Wherever the string "will" shows up in the data below, copy the whole line.

SOURCE MATERIAL ::
'''
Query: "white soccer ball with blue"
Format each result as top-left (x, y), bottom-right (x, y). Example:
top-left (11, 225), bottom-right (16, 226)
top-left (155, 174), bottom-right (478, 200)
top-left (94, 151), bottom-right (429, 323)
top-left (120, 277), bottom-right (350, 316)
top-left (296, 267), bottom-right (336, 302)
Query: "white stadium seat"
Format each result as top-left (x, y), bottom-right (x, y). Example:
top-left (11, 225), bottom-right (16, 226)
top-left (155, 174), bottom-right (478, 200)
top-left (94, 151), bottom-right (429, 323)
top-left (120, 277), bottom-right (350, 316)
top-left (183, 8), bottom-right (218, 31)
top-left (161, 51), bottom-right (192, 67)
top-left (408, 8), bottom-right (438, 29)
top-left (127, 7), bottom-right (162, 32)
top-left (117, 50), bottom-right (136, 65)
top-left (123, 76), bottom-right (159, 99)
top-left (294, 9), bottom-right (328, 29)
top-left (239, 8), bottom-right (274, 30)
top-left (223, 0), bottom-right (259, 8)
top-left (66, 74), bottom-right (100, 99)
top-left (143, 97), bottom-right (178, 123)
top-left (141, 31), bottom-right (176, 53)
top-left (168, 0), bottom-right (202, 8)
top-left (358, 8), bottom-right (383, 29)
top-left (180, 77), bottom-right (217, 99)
'''
'''
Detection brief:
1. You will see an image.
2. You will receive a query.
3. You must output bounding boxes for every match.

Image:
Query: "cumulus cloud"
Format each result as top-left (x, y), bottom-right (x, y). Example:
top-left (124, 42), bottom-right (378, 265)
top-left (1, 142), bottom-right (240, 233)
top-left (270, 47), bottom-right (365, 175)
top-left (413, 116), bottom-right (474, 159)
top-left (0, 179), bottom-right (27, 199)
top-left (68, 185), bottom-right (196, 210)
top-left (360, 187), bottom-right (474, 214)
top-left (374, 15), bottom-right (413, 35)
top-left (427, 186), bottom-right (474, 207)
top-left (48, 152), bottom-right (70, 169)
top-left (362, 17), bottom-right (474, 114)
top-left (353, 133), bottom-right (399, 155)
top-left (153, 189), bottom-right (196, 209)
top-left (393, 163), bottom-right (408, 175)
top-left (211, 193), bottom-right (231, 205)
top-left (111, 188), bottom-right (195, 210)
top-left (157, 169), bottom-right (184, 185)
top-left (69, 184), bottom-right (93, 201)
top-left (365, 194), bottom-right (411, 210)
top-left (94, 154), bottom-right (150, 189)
'''
'''
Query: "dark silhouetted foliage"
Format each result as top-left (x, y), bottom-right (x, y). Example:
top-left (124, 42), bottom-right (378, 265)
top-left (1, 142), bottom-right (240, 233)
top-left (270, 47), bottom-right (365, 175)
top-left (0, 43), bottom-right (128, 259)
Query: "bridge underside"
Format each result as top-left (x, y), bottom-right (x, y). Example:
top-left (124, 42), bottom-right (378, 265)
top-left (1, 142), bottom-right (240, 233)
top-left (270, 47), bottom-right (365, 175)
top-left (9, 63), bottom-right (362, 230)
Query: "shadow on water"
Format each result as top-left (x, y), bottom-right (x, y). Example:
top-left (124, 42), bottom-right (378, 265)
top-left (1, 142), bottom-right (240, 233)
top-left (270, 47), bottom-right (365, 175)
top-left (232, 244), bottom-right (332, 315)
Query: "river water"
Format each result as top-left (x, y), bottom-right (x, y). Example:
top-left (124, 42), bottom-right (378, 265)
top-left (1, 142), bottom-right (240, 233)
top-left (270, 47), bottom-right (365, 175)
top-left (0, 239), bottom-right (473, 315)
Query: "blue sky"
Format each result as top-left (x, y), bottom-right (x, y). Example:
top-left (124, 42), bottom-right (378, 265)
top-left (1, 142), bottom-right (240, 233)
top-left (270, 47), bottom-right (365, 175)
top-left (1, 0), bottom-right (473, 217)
'''
RESPONSE TO THIS TASK ::
1. You will see an image.
2. You will receive a query.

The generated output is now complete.